**Requirement:** Reproduce every one of the entries below word for word, keeping each line break in its place.

**Entries from a pointing dataset:**
※

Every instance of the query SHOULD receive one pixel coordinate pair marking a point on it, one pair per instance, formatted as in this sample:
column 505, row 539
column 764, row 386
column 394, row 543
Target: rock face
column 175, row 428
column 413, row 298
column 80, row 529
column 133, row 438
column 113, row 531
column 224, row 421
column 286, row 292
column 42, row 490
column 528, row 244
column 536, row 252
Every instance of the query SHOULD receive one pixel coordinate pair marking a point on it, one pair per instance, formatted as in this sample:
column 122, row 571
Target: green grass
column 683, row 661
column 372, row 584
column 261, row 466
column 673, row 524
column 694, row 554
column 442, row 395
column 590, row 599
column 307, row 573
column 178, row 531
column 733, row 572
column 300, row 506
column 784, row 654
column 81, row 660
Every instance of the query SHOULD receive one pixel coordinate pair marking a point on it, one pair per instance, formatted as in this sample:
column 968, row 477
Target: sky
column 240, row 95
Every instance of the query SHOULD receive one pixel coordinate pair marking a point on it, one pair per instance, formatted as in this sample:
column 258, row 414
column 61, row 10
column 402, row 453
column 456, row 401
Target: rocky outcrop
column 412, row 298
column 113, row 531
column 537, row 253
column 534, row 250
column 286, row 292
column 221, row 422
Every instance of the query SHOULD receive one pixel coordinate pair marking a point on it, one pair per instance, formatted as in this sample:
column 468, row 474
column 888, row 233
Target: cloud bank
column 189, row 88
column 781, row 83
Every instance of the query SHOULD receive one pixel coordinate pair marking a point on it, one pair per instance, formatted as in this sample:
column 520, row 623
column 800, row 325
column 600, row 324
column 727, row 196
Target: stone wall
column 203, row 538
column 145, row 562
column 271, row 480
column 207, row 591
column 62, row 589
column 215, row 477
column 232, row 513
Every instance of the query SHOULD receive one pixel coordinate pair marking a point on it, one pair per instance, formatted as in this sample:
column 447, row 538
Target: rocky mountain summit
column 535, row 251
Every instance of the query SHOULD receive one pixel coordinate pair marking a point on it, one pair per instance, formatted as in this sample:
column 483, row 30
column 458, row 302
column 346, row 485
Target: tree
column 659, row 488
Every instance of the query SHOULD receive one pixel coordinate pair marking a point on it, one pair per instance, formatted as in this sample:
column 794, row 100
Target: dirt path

※

**Exercise result:**
Every instance of the query SHOULD receive one pixel coordinate pair marking a point on it, one pair per instance, formatted as in this sample:
column 505, row 539
column 764, row 386
column 394, row 543
Target: rock face
column 175, row 428
column 413, row 298
column 80, row 529
column 133, row 438
column 113, row 531
column 224, row 421
column 286, row 292
column 42, row 490
column 528, row 244
column 536, row 252
Every instance of the query SHOULD receive one pixel coordinate pair marking a point on it, one pair per instance, formatted as in this sample:
column 122, row 571
Target: green grass
column 683, row 661
column 372, row 584
column 261, row 466
column 673, row 524
column 694, row 554
column 442, row 395
column 590, row 599
column 307, row 573
column 178, row 531
column 733, row 572
column 300, row 506
column 784, row 654
column 81, row 660
Every instance of the query SHOULD receive one pixel coordinate pair marking a point on it, one pair per instance, formatted as in this sample:
column 968, row 477
Target: sky
column 240, row 95
Every instance of the query SHOULD receive one pixel coordinate pair marking a point on it, one pair per instance, formatted as in this sample:
column 258, row 414
column 61, row 10
column 402, row 453
column 456, row 401
Target: rocky outcrop
column 412, row 298
column 113, row 531
column 537, row 253
column 534, row 250
column 286, row 292
column 221, row 422
Every instance of the query SHOULD receive one pixel coordinate pair marking a point on it, one pair per instance, formatted as in this sample:
column 468, row 474
column 888, row 233
Target: cloud bank
column 189, row 88
column 781, row 83
Every instance of the query SHOULD receive one pixel coordinate pair marking a point on it, one pair per instance, formatted as in this sample:
column 520, row 623
column 800, row 325
column 600, row 324
column 727, row 196
Target: stone wall
column 203, row 538
column 145, row 562
column 271, row 480
column 207, row 591
column 62, row 589
column 215, row 477
column 232, row 513
Every instance of the query SHOULD receive one pixel coordinate pair marking a point on it, one pair per instance, formatted as in this sample:
column 447, row 538
Target: rocky mountain summit
column 535, row 251
Every instance of the query SHOULD receive one pixel coordinate pair marking a point on it, one pair per instance, formatted as in this sample:
column 483, row 30
column 458, row 302
column 346, row 485
Target: tree
column 659, row 488
Every instance of the query SHOULD receive one pixel coordinate pair marking a point on it, one pair per instance, formatted as in this sample:
column 794, row 100
Target: dirt path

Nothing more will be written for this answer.